(begin)

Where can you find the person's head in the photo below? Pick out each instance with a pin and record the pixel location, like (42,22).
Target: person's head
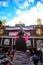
(20,44)
(21,33)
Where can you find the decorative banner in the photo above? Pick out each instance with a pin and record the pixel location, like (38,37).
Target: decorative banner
(28,43)
(39,31)
(6,41)
(1,31)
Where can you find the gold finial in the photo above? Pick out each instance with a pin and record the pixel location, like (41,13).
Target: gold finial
(39,21)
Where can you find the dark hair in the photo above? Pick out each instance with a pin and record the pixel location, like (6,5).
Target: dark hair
(20,44)
(21,33)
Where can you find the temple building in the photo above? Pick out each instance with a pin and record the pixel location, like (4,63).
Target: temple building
(35,33)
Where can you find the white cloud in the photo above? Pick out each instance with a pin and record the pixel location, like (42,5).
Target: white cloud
(22,5)
(4,3)
(4,17)
(31,1)
(19,11)
(29,17)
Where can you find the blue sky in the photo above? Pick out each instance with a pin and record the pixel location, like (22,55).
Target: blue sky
(27,11)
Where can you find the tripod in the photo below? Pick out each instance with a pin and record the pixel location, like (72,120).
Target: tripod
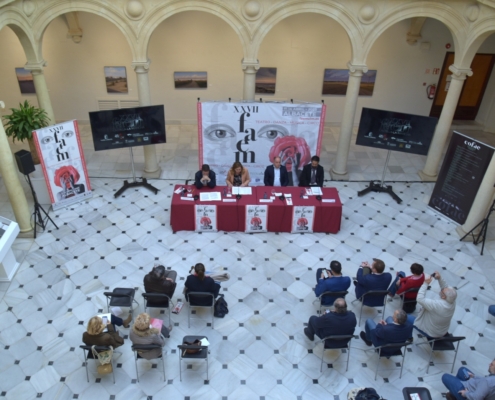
(37,217)
(481,235)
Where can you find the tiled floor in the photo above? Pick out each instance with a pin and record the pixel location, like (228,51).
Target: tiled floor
(258,351)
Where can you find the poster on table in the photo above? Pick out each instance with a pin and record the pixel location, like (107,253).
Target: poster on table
(63,164)
(205,218)
(459,179)
(256,218)
(255,133)
(303,219)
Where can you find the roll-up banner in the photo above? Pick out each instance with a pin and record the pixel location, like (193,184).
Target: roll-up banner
(205,218)
(463,169)
(256,218)
(63,164)
(255,133)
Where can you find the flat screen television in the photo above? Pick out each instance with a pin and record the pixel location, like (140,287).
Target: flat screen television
(128,127)
(396,131)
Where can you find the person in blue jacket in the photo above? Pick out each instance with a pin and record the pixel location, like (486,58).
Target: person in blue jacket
(334,283)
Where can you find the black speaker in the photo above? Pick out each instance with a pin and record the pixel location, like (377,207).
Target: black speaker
(24,162)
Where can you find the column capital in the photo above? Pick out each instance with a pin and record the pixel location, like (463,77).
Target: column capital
(357,69)
(35,67)
(141,67)
(460,73)
(250,66)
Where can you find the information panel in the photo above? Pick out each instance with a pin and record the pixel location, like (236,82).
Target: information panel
(463,168)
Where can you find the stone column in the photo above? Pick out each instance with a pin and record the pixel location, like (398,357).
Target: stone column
(339,170)
(482,201)
(8,170)
(430,171)
(42,93)
(249,68)
(141,69)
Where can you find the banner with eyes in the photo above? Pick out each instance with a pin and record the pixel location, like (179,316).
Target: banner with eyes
(255,133)
(63,164)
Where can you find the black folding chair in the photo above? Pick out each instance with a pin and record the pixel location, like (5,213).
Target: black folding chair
(88,355)
(138,349)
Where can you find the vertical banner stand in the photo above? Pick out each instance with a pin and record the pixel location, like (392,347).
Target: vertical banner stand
(134,182)
(380,187)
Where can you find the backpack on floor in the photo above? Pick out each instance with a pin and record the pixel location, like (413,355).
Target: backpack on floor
(221,307)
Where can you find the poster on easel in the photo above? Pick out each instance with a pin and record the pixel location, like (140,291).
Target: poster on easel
(459,179)
(205,218)
(256,218)
(303,219)
(62,161)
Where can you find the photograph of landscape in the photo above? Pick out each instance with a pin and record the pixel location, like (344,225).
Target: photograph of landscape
(116,79)
(25,79)
(335,82)
(191,80)
(265,80)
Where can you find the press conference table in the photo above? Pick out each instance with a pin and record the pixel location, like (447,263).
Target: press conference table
(231,216)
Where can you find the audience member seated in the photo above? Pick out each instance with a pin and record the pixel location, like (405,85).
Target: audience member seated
(159,280)
(433,320)
(336,322)
(199,282)
(392,330)
(205,177)
(94,335)
(403,283)
(276,174)
(372,278)
(238,175)
(143,333)
(312,174)
(334,283)
(467,386)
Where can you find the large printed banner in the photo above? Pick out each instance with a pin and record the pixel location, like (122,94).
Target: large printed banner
(205,218)
(256,218)
(254,133)
(463,169)
(62,160)
(303,219)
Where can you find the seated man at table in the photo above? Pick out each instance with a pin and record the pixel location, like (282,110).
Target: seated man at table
(276,174)
(205,177)
(334,283)
(312,174)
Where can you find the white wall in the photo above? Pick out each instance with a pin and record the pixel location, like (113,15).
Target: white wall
(300,47)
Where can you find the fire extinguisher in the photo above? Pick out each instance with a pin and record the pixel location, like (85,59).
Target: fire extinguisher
(430,91)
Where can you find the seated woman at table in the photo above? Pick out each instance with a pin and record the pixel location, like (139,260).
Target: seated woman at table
(238,175)
(94,335)
(199,282)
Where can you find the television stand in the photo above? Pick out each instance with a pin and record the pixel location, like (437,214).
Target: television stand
(135,182)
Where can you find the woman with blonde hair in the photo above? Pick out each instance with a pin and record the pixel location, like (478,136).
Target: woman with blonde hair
(143,333)
(95,335)
(238,175)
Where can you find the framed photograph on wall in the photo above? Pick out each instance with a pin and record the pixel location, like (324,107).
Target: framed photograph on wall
(265,80)
(335,82)
(25,79)
(116,80)
(191,80)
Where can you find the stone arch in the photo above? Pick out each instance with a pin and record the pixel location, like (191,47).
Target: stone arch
(162,12)
(335,11)
(51,11)
(441,12)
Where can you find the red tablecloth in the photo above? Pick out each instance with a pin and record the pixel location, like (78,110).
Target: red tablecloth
(232,216)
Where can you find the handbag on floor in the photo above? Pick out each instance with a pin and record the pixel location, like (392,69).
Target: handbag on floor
(105,359)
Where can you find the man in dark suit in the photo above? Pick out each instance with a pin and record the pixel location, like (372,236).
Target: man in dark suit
(312,174)
(276,174)
(393,330)
(205,177)
(336,322)
(372,278)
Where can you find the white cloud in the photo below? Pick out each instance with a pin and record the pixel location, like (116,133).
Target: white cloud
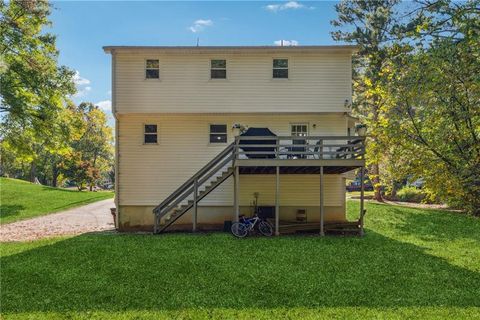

(end)

Exercise instructions
Your copy should match the records word for word, with the pictures removed.

Result of the exercise
Where can you find the person's head in the photo below? Pick out each instance with a pin and record the pixel location, like (42,22).
Target: person's head
(20,44)
(21,33)
Where can you find the decorative banner in the photo above? Pick out each instance with a pin and record the pixel location, like (38,37).
Target: decorative banner
(28,43)
(39,31)
(6,41)
(1,31)
Where can you find the gold finial in the photo above? Pick out each instance with a pin and record the pixel location, like (41,13).
Target: gold finial
(39,21)
Where can you find the dark hair in the photo above? Pick out each instance with a pin and record the pixel location, like (6,5).
Target: dark hair
(20,44)
(21,33)
Where can you find the temple building in the photo above? Pick out each instance with a pin and record the pixel location, like (4,63).
Target: temple building
(35,33)
Where can you find the white cloud in the photo above? Pick out each instance with a pin and record the pixel location, like (42,5).
Target: white cloud
(22,5)
(4,3)
(4,17)
(31,1)
(19,11)
(29,17)
Where can you find the blue sky in the photo above? Pick out each instance with a pin and record the pixel location, like (22,55).
Target: blue sky
(27,11)
Where can you find the tripod in the photo below? Pick out each instance with a pin and record the pixel location, like (72,120).
Target: tripod
(37,217)
(481,235)
Where can you find the tiled floor in the photo above? Pick out each instance with a pin and record the pixel location, like (228,51).
Target: tiled floor
(258,351)
Where can you find the poster on table in the photo above? Pick out each instance with a pin and record the pixel location, like (107,253).
Target: poster on table
(63,164)
(205,218)
(459,179)
(256,218)
(255,133)
(303,219)
Where can you find the roll-up banner in the photo above? Pick out each instance with a pin and record the pixel location, like (193,184).
Target: roll-up banner
(205,218)
(463,169)
(256,218)
(63,164)
(255,133)
Where can you find the flat screen television in the photo above? Pick out each instance with a pin and record the pixel location, like (140,287).
Target: flat screen television
(128,127)
(396,131)
Where can you find the person in blue jacket in the photo above? Pick out each instance with a pin and record the pixel location, like (486,58).
Target: person in blue jacket
(334,283)
Where can you find the black speaker in the photo above? Pick out each instance with a pin and record the pixel location, like (377,207).
Target: black speaker
(24,162)
Where can you find the column capital in the photo above? Pick out each instance with a pin and record the pixel location, like (463,77).
Target: column capital
(357,69)
(35,67)
(141,67)
(460,73)
(250,66)
Where can you find the information panel in the photo above? Pick out each instance with a pin and record the pixel location, like (236,82).
Target: information panel
(463,168)
Where can you find the stone column in the photo above? Pick out each instance with a pin and record the pixel location, like (398,357).
Target: stone column
(339,170)
(482,201)
(8,170)
(430,171)
(42,93)
(249,68)
(141,69)
Where can you find the banner with eyes in the photo above? Pick out each instance with a pin and record the pixel location, like (179,316).
Target: banner with eyes
(255,133)
(63,164)
Where can you find the black folding chair in the photo above? Pick out each instance with a pin and record the pixel location, like (5,213).
Target: black folding chair
(88,355)
(138,349)
Where can you find the vertical banner stand in the photo above? Pick out each instance with a pin and record the pixel location, like (392,347).
Target: vertical banner stand
(134,182)
(380,187)
Where can you find the backpack on floor in the photo above? Pick out each instance with a pin and record the pixel location, like (413,355).
Target: backpack on floor
(221,307)
Where can you find the poster on easel in the photo above? Pick out each instance with a pin and record the pixel location, like (140,291).
Target: poster on easel
(459,179)
(205,218)
(256,218)
(303,219)
(62,161)
Where can you find the photograph of landscape in the photo above? Pick out each instance with a pin and record the pixel location, like (344,225).
Target: photograph of landscape
(116,79)
(25,79)
(335,82)
(191,80)
(265,80)
Where can you find the press conference table in the photo above? Pick out each instance with a pin and record the pixel location, like (447,263).
Target: press conference table
(231,216)
Where can you find the audience member seated in the photo above? Pick out each instance with a pin and record the pixel location, like (405,85).
Target: audience member seated
(159,280)
(433,320)
(336,322)
(199,282)
(392,330)
(205,177)
(94,335)
(403,283)
(276,174)
(372,278)
(238,175)
(143,333)
(312,174)
(334,283)
(467,386)
Where can you find the large printed banner in the photo above? Pick out each instance with a pin and record the pixel location, like (122,94).
Target: large printed banner
(205,218)
(256,218)
(254,133)
(463,169)
(62,160)
(303,219)
Where can you find the seated man at table in the photo above? Pick out each instance with a pin and record the pixel location, like (282,110).
Target: seated man at table
(276,174)
(205,177)
(334,283)
(312,174)
Where can you find the white wall in the photo above? Pick out each instance with a pin and record the pixel location, like (113,15).
Target: white wall
(300,47)
Where can you find the fire extinguisher in the photo above? Pick out each instance with a pin and record the pixel location, like (85,59).
Target: fire extinguisher
(430,91)
Where can you find the seated woman at table in the photo above? Pick out each instance with a pin and record the pixel location, like (139,260).
Target: seated woman at table
(238,175)
(94,335)
(199,282)
Where can you find the television stand in the photo above? Pick out each instance with a pin and record the pixel location, like (437,214).
Target: television stand
(135,182)
Where can you find the woman with blonde hair in the photo above? Pick out each instance with a pin and record the pixel location, like (478,136).
Target: woman with blonde hair
(143,333)
(95,335)
(238,175)
Where can you find the framed photograph on wall in the photo above? Pick out each instance with a pin and record the pixel location, like (324,107).
Target: framed photograph on wall
(265,80)
(335,82)
(25,79)
(116,80)
(191,80)
Where can you find the stone arch in the photo above? Pick out each instance with a pin and record the pixel location, like (191,47).
Target: stone arch
(162,12)
(335,11)
(51,11)
(441,12)
Where can you find the red tablecloth in the photo above? Pick out each instance with a pin and record the pixel location, like (78,110).
Target: red tablecloth
(232,216)
Where can you find the handbag on floor in the photo above? Pick out each instance with a pin and record the pixel location, like (392,69).
Target: handbag on floor
(105,359)
Where can you find the man in dark suit in the photo above? Pick out each instance with a pin and record the pixel location, like (372,236).
Target: man in dark suit
(312,174)
(276,174)
(393,330)
(205,177)
(336,322)
(372,278)
Where can you find the white cloud in the photo below? Pick out each instance with a pin and record the pixel location, like (116,133).
Target: white cloud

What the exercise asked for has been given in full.